Instruções de trabalho —
[1] Cite, do texto selecionado, o trecho que vai de "On The Run é" até "instrumental de Breathe.", inclusive.
[2] Segundo o texto selecionado, quem faz as vocalizações em The Great Gig In The Sky?

O álbum já começa de maneira atípica, com a pequena instrumental Speak To Me: batidas ritmadas de um coração seguidas por colagens de vários sons das músicas seguintes (risadas, caixas registradoras); um grito desesperado de mulher dá lugar a Breathe, uma das minhas preferidas. A cadência entre os instrumentos dá serenidade, os synths “choram”, e logo ouve-se o vocal duplicado e harmonioso de David Gilmour.
On The Run é mais uma instrumental, eletrônica e com um quê de psicodelia. Logo depois dela somos apresentados a uma das músicas mais conhecidas da carreira do Floyd, Time: relógios dão alarme simultaneamente, uma passagem calma e o famoso primeiro verso cantado por Dave, com vocal muito diferente do começo do álbum: está forte, provocativo, irônico, e a letra é uma das melhores já criadas por Roger Waters. O que dizer do solo dessa música? Simplesmente de outro mundo. Não é à toa que Gilmour é considerado um dos guitarristas que possuem mais feeling; você consegue sentir ele pôr toda a sua alma aqui (ficou meloso, né? Abafa!). O final é uma pequena volta ao tema instrumental de Breathe.
Após esse momento de epifania, o saudoso Rick Wright inicia The Great Gig In The Sky com um lindo pianinho, e uma voz ao fundo falando sobre o medo da morte. As vocalizações da convidada Clare Torry dão o tom de desespero e morbidez de que a música precisa, criando assim mais uma linda e obscura peça.

Informações exibidas —
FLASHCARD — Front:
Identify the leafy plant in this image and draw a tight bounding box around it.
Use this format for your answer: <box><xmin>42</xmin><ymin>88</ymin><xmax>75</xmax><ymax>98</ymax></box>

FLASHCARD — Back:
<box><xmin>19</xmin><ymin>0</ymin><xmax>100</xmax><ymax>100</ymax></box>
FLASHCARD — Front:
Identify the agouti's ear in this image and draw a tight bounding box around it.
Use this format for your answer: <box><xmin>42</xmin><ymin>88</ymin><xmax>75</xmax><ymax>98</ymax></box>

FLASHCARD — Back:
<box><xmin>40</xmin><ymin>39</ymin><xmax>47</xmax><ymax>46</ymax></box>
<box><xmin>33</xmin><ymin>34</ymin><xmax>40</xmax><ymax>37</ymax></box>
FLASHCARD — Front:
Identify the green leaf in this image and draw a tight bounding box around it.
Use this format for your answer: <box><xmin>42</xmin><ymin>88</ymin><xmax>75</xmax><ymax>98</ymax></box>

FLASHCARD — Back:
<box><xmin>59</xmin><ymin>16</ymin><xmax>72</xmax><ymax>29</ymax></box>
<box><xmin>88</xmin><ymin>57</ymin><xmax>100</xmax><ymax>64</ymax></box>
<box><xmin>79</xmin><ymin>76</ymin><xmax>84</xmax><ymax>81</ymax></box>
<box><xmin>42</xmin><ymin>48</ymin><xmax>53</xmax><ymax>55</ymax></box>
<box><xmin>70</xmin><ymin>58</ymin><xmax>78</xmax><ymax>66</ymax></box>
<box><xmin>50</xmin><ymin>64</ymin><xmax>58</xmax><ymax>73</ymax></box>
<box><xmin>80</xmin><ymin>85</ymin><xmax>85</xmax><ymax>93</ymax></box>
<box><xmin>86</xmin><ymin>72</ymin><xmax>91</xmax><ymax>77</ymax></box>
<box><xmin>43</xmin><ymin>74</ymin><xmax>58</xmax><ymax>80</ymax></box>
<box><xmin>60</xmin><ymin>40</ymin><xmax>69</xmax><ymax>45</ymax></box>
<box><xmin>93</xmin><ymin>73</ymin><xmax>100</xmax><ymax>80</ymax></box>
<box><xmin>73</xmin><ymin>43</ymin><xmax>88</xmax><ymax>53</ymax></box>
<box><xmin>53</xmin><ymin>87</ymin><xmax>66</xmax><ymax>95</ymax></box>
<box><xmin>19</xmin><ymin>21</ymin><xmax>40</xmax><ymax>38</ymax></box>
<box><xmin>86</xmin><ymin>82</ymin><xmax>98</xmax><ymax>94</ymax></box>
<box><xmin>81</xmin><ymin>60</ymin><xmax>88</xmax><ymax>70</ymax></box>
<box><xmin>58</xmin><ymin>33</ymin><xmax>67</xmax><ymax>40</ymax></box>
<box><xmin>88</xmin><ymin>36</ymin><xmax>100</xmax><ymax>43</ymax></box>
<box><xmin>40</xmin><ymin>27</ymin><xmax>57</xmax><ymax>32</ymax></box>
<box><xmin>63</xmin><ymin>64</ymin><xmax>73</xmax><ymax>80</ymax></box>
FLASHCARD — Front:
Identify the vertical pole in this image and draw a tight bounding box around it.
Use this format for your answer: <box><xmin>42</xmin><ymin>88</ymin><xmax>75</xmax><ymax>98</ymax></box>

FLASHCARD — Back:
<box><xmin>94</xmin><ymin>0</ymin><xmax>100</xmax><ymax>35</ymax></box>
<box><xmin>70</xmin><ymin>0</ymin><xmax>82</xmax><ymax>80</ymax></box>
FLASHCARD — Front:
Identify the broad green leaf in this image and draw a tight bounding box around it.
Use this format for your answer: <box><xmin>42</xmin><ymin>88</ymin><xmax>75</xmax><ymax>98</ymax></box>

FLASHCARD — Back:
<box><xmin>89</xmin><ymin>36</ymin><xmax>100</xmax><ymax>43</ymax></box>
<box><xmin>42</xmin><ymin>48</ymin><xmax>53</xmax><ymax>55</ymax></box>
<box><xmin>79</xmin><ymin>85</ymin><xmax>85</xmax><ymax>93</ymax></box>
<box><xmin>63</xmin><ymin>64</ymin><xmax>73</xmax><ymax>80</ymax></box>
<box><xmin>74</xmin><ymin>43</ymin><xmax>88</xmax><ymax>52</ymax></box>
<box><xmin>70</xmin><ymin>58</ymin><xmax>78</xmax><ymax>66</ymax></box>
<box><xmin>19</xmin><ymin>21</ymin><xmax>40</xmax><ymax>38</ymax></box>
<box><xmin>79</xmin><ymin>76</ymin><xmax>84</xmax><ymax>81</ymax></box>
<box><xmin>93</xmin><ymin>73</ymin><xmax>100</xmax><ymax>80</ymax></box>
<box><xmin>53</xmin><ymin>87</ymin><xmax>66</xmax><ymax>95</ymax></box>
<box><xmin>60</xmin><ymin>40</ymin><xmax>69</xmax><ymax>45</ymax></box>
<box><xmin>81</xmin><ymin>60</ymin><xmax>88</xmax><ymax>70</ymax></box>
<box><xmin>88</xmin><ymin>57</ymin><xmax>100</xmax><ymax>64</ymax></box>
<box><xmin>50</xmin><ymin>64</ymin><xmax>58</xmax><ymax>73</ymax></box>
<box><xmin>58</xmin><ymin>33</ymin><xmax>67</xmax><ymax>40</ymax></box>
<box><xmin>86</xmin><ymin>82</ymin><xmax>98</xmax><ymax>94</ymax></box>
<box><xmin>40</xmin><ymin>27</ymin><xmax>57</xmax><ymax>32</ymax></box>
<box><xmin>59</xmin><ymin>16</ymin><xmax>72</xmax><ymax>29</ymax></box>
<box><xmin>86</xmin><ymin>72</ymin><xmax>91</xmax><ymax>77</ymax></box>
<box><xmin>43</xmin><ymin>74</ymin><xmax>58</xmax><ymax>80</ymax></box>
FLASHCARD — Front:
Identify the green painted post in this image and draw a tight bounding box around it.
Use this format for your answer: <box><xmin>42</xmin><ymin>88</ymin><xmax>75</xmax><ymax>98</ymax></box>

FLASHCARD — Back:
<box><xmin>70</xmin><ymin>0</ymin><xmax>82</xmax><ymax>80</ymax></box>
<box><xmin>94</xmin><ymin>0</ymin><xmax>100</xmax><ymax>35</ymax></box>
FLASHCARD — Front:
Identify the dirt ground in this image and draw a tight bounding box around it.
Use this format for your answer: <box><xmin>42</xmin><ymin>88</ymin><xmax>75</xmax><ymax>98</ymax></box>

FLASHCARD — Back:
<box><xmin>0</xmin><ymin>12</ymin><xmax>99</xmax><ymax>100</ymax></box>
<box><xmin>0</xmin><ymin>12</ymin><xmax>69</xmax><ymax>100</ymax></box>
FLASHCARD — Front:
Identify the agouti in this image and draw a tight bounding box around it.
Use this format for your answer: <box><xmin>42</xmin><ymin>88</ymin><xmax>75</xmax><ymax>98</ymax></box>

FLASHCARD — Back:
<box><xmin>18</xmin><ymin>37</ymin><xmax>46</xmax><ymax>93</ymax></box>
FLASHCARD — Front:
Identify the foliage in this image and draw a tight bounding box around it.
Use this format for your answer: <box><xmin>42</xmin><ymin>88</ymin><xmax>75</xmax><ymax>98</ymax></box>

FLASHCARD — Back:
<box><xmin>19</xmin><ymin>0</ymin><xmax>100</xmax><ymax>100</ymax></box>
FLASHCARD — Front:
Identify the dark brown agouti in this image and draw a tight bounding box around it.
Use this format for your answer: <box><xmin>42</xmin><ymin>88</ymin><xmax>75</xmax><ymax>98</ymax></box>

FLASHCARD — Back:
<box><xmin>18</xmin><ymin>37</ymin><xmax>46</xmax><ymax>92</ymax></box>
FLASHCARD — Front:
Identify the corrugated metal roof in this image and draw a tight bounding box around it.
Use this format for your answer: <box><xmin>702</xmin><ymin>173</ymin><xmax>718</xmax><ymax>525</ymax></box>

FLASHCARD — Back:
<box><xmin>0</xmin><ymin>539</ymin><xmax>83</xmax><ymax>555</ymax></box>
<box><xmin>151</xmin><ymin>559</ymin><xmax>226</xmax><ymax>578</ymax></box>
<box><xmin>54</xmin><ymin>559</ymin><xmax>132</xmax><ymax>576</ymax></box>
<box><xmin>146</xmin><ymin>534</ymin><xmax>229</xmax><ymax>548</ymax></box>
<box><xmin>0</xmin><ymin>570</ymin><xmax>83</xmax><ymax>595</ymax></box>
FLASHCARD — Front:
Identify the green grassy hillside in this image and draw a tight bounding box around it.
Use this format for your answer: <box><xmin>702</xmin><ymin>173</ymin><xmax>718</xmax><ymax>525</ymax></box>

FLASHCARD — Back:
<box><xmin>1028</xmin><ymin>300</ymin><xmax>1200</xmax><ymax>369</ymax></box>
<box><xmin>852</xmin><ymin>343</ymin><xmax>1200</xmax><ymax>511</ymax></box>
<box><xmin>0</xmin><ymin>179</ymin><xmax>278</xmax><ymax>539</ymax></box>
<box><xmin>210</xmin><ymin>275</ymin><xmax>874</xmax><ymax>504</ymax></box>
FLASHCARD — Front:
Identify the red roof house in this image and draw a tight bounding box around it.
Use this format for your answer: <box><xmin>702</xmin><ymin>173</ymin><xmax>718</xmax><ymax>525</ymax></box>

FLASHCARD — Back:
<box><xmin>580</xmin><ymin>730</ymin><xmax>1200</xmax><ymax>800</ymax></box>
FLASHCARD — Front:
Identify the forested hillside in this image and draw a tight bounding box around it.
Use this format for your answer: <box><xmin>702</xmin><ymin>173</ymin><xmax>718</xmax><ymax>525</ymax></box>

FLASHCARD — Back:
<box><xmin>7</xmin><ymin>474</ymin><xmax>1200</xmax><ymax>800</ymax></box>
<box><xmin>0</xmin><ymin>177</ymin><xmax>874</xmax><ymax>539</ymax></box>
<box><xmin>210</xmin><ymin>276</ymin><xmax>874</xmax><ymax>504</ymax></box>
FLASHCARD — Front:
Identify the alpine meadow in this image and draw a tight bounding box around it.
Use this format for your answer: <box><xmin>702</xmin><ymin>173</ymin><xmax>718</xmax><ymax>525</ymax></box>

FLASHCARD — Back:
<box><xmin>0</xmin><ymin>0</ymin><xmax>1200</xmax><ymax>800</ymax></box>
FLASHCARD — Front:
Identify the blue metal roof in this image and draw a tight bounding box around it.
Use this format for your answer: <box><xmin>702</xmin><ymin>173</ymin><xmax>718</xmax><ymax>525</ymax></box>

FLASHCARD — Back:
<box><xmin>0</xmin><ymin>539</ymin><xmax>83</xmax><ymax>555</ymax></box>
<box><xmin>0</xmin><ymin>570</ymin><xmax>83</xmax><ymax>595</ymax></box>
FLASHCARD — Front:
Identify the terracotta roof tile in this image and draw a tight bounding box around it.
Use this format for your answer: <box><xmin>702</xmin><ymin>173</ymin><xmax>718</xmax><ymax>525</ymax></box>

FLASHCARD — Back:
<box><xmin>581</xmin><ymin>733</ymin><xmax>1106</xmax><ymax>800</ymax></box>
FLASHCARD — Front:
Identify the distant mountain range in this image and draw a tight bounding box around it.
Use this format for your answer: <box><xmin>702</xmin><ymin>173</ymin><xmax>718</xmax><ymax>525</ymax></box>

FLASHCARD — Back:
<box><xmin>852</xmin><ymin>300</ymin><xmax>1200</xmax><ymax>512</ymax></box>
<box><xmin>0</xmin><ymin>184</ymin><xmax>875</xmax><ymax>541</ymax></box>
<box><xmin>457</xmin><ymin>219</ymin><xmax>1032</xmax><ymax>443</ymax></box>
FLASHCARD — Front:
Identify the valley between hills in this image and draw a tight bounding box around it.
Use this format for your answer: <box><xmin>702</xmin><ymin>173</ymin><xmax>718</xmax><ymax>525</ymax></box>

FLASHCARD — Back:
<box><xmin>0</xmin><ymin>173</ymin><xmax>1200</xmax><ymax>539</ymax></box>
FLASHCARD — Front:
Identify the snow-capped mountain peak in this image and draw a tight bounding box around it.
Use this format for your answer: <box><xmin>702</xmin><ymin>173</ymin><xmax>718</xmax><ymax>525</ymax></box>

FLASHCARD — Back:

Respostas por tarefa —
[1]
On The Run é mais uma instrumental, eletrônica e com um quê de psicodelia. Logo depois dela somos apresentados a uma das músicas mais conhecidas da carreira do Floyd, Time: relógios dão alarme simultaneamente, uma passagem calma e o famoso primeiro verso cantado por Dave, com vocal muito diferente do começo do álbum: está forte, provocativo, irônico, e a letra é uma das melhores já criadas por Roger Waters. O que dizer do solo dessa música? Simplesmente de outro mundo. Não é à toa que Gilmour é considerado um dos guitarristas que possuem mais feeling; você consegue sentir ele pôr toda a sua alma aqui (ficou meloso, né? Abafa!). O final é uma pequena volta ao tema instrumental de Breathe.

[2] A convidada Clare Torry.